• [Source data]:

*** Block opens ***

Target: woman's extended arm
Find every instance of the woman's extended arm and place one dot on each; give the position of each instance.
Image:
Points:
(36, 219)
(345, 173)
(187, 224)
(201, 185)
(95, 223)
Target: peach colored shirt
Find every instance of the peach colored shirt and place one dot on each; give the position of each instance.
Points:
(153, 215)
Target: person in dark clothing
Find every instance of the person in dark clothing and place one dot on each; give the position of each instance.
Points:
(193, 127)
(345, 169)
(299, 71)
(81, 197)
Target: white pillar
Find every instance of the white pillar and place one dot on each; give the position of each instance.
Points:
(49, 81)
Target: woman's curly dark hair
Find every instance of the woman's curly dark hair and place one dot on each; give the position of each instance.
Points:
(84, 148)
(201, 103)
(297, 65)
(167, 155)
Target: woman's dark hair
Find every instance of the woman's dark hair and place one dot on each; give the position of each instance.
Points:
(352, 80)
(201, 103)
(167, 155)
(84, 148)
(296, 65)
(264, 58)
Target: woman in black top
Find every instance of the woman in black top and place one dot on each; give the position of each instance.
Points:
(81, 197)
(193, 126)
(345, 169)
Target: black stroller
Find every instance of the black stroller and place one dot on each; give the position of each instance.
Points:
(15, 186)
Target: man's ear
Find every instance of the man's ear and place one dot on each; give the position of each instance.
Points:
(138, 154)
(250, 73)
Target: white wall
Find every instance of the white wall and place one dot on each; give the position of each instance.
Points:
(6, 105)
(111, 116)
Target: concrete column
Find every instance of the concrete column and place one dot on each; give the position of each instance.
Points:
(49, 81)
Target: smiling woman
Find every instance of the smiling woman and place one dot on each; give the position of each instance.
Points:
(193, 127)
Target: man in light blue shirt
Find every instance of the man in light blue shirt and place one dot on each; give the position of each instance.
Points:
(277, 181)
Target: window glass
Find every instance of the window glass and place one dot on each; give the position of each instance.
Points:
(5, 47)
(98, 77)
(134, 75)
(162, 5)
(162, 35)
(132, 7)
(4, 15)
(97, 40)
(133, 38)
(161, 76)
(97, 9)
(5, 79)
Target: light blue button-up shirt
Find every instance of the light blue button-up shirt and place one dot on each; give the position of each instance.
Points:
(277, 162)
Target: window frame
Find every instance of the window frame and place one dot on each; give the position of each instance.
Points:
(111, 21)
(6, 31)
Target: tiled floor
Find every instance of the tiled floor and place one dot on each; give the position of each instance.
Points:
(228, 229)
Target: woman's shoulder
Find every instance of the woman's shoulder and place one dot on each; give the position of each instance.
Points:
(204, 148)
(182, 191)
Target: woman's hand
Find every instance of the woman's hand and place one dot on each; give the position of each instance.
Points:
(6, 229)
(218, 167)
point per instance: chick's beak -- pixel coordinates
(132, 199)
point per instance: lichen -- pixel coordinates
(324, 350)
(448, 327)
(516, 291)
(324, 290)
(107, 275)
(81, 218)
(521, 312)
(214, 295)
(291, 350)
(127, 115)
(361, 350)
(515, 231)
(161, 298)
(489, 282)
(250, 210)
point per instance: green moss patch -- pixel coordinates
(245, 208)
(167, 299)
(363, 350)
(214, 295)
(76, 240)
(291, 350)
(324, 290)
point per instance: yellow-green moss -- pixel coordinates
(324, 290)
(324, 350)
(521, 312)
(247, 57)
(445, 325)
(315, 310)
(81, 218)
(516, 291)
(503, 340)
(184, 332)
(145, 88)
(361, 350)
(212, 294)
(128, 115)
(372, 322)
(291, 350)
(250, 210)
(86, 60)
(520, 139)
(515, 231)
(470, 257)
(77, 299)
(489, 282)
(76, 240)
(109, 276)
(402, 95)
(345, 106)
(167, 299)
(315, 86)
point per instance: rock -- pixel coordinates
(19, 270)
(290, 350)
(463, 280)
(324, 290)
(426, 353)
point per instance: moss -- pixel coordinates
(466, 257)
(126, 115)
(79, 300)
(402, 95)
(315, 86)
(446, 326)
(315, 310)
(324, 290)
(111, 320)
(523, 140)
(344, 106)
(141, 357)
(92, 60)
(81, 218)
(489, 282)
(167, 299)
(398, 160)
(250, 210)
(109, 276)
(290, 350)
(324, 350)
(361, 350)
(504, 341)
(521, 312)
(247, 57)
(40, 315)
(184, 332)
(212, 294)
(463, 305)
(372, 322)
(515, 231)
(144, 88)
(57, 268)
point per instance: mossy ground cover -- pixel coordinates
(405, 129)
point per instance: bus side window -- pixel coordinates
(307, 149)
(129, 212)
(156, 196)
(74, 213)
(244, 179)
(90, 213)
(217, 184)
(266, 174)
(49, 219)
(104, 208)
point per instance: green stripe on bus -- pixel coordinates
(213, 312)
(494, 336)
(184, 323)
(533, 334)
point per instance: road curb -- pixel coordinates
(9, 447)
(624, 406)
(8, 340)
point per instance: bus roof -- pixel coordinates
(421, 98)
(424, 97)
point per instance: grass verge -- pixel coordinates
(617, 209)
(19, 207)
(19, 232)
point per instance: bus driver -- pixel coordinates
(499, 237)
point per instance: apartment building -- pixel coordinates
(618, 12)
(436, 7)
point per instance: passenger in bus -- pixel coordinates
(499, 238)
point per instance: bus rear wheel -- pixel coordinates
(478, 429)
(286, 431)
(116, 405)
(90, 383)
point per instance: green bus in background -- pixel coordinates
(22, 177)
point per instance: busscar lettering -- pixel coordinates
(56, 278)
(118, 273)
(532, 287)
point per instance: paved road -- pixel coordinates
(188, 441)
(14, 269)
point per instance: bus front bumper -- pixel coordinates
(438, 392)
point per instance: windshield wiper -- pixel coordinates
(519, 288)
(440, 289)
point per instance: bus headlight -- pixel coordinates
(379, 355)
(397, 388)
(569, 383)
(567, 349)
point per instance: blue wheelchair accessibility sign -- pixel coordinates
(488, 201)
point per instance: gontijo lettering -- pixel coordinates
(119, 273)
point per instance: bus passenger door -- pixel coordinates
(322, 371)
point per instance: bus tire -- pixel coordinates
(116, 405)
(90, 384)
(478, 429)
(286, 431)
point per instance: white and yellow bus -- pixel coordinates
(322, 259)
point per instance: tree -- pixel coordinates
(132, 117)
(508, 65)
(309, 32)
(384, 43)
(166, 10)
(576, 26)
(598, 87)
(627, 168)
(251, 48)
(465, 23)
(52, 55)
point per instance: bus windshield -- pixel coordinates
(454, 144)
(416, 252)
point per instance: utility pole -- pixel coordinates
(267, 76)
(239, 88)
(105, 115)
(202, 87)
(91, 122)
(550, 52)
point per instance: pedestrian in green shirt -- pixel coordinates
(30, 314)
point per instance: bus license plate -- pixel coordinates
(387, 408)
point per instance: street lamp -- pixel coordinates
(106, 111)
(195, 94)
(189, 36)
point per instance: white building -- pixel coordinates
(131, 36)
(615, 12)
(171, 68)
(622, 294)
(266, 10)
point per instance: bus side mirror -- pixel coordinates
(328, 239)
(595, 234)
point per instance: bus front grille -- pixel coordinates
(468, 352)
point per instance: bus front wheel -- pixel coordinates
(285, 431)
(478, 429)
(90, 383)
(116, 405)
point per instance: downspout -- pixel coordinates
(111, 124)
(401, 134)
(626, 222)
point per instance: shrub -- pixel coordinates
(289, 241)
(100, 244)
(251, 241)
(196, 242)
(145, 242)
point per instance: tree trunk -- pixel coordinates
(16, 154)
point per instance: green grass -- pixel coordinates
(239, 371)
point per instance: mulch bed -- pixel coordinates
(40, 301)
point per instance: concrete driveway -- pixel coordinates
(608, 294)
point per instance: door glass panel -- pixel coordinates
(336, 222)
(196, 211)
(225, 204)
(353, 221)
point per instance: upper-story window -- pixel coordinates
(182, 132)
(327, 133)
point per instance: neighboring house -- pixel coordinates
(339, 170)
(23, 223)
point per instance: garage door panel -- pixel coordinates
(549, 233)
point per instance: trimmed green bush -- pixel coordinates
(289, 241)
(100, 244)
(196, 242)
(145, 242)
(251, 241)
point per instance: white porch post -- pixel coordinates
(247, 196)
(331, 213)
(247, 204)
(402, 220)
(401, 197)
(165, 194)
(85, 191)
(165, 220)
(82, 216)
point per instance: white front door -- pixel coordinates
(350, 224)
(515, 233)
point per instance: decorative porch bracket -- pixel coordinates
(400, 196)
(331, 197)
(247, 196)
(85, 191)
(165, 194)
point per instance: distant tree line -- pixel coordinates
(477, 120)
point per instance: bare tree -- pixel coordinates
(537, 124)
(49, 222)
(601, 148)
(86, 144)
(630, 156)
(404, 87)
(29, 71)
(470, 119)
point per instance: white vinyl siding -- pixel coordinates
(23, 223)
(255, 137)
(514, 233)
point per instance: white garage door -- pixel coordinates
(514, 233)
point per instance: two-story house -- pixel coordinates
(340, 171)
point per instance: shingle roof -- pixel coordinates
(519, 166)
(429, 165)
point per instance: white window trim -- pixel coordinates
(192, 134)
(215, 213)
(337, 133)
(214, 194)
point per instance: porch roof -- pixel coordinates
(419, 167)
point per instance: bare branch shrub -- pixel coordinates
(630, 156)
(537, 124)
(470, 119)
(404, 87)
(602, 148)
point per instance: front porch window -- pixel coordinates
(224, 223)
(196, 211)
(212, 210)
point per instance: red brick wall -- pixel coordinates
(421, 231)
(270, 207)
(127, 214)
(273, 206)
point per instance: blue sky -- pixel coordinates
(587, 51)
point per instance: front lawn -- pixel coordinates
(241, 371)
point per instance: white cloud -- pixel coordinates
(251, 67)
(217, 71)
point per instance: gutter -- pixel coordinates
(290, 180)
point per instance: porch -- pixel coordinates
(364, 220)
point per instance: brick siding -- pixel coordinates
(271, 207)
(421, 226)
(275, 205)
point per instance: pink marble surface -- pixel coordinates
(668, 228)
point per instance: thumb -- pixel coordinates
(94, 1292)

*** Block closes ***

• [Task to carry out]: Please return every line from the first one in the records above down to the line containing "Target: peach colored shirt", including both, exactly as written and nothing more.

• [Written answer]:
Target: woman's extended arm
Find every instance of the woman's extended arm and place one dot on each; give the position of each instance.
Image:
Points:
(36, 219)
(345, 173)
(187, 224)
(201, 185)
(95, 223)
Target: peach colored shirt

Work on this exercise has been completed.